**** SOURCE MATERIAL
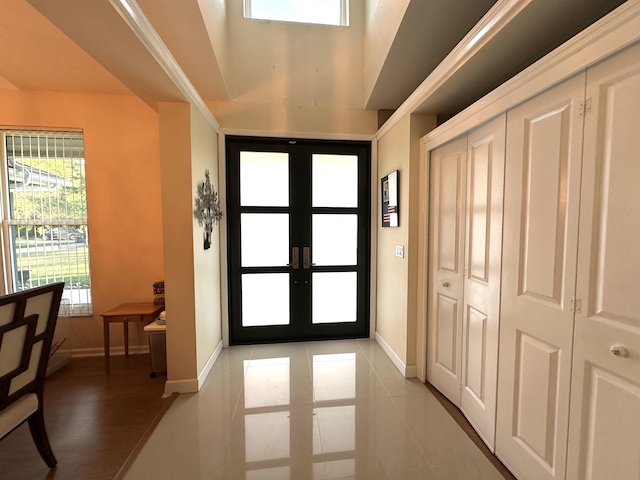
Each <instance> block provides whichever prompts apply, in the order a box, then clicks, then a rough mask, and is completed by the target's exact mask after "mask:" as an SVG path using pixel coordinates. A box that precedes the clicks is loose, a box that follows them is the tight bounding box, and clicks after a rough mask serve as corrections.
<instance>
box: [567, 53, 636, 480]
mask: <svg viewBox="0 0 640 480" xmlns="http://www.w3.org/2000/svg"><path fill="white" fill-rule="evenodd" d="M638 92H640V45H636V46H634V47H631V48H629V49H627V50H625V51H623V52H621V53H619V54H618V55H616V56H615V57H613V58H611V59H608V60H606V61H604V62H602V63H601V64H598V65H596V66H594V67H593V68H591V69H589V70H588V71H587V98H588V99H589V100H590V102H591V111H590V112H589V113H588V114H587V115H586V118H585V141H584V160H583V163H584V165H583V186H582V199H583V200H582V209H581V218H580V252H579V263H578V279H577V282H578V283H577V293H576V296H577V298H578V300H579V306H580V308H579V310H578V312H577V313H576V326H575V345H574V361H573V379H572V382H573V383H572V398H571V421H570V436H569V458H568V472H567V478H569V479H573V480H596V479H597V480H607V479H616V480H617V479H622V478H625V479H627V478H628V479H638V478H640V295H638V292H639V290H638V272H639V271H640V249H638V239H639V238H640V215H638V206H639V205H640V188H639V186H640V157H639V156H638V152H640V135H638V125H640V95H639V94H638Z"/></svg>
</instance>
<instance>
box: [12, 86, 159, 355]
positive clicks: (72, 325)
mask: <svg viewBox="0 0 640 480" xmlns="http://www.w3.org/2000/svg"><path fill="white" fill-rule="evenodd" d="M0 126H2V128H7V127H9V128H11V127H16V128H36V127H37V128H51V129H69V128H81V129H82V130H83V132H84V144H85V157H86V175H87V177H86V179H87V207H88V218H89V220H88V222H89V225H88V228H89V248H90V250H89V251H90V268H91V281H92V296H93V316H91V317H75V318H73V319H72V322H71V334H70V337H71V338H70V340H71V347H72V349H73V351H74V354H101V353H102V345H103V333H102V318H101V317H100V314H101V313H102V312H104V311H105V310H107V309H109V308H111V307H114V306H116V305H118V304H120V303H124V302H150V301H152V300H153V290H152V284H153V282H154V280H155V279H157V278H162V277H163V276H164V264H163V238H162V207H161V196H160V161H159V129H158V115H157V113H156V112H155V111H153V110H152V109H151V108H150V107H149V106H148V105H146V104H145V103H143V102H142V101H141V100H139V99H138V98H137V97H134V96H128V95H96V94H80V93H72V94H69V93H55V92H22V91H17V90H0ZM129 331H130V337H129V343H130V345H141V346H142V347H144V346H146V345H147V339H146V336H145V335H144V332H143V331H142V326H141V325H136V326H135V327H134V326H130V329H129ZM111 345H112V347H114V346H116V347H117V346H122V345H123V340H122V328H119V327H116V326H112V328H111Z"/></svg>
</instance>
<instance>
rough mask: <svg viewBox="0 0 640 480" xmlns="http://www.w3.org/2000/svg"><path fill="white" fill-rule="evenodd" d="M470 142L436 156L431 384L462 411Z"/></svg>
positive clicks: (431, 153) (446, 145)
********
PROBLEM: Render every line of the listing above as a Markdown table with the columns Row and Text, numbering the rows and skipping blank lines. Omit the pictures.

TASK ANSWER:
| Row | Text |
|---|---|
| 1 | Each <instance> block provides whichever prompts apply, in the order a box, then clicks, then a rough mask, and is completed by the target's exact mask after "mask:" as an SVG path using pixel coordinates. A box that precedes the clicks is loose, a box that follows them is the tight bounding box, and clicks after a rough mask serve as corrections. |
| 2 | <instance> |
| 3 | box: [567, 53, 636, 480] |
| 4 | mask: <svg viewBox="0 0 640 480" xmlns="http://www.w3.org/2000/svg"><path fill="white" fill-rule="evenodd" d="M638 92H640V45H636V46H634V47H631V48H629V49H627V50H625V51H623V52H621V53H619V54H618V55H616V56H615V57H613V58H611V59H608V60H606V61H604V62H602V63H601V64H598V65H596V66H594V67H593V68H591V69H589V70H588V71H587V98H588V99H589V100H590V102H591V111H590V112H589V113H588V114H587V115H586V118H585V141H584V160H583V163H584V165H583V186H582V199H583V200H582V209H581V218H580V252H579V263H578V279H577V282H578V283H577V293H576V296H577V298H578V300H579V306H580V308H579V310H578V312H577V313H576V326H575V345H574V361H573V379H572V382H573V383H572V398H571V421H570V436H569V458H568V472H567V478H569V479H573V480H596V479H597V480H607V479H616V480H617V479H622V478H625V479H627V478H628V479H638V478H640V295H638V292H639V290H638V272H639V271H640V249H638V239H639V238H640V215H638V206H639V205H640V188H639V186H640V157H639V156H638V152H640V135H638V125H640V95H639V94H638Z"/></svg> |
| 5 | </instance> |
| 6 | <instance> |
| 7 | box: [12, 86, 159, 355] |
| 8 | positive clicks: (72, 325) |
| 9 | mask: <svg viewBox="0 0 640 480" xmlns="http://www.w3.org/2000/svg"><path fill="white" fill-rule="evenodd" d="M0 126H2V128H7V127H9V128H11V127H16V128H36V127H37V128H51V129H69V128H81V129H82V130H83V132H84V144H85V157H86V175H87V177H86V179H87V207H88V218H89V220H88V222H89V225H88V228H89V248H90V250H89V251H90V268H91V281H92V296H93V316H91V317H75V318H73V319H72V322H71V334H70V337H71V338H70V340H71V347H72V349H73V351H74V354H101V353H102V345H103V333H102V318H101V317H100V314H101V313H102V312H104V311H105V310H107V309H109V308H111V307H114V306H116V305H118V304H120V303H124V302H150V301H152V300H153V290H152V284H153V282H154V280H155V279H157V278H162V277H163V276H164V264H163V238H162V207H161V196H160V161H159V129H158V115H157V113H156V112H155V111H153V110H152V109H151V108H150V107H149V106H148V105H146V104H145V103H143V102H142V101H141V100H139V99H138V98H137V97H134V96H128V95H96V94H80V93H72V94H69V93H55V92H22V91H17V90H0ZM129 331H130V337H129V343H130V345H141V346H142V347H144V346H146V345H147V339H146V336H145V335H144V332H143V331H142V326H141V325H136V326H135V327H134V326H130V329H129ZM111 345H112V347H114V346H116V347H117V346H122V345H123V340H122V328H119V327H116V326H112V328H111Z"/></svg> |
| 10 | </instance> |
| 11 | <instance> |
| 12 | rough mask: <svg viewBox="0 0 640 480" xmlns="http://www.w3.org/2000/svg"><path fill="white" fill-rule="evenodd" d="M470 142L436 156L431 384L462 411Z"/></svg> |
| 13 | positive clicks: (431, 153) (446, 145) |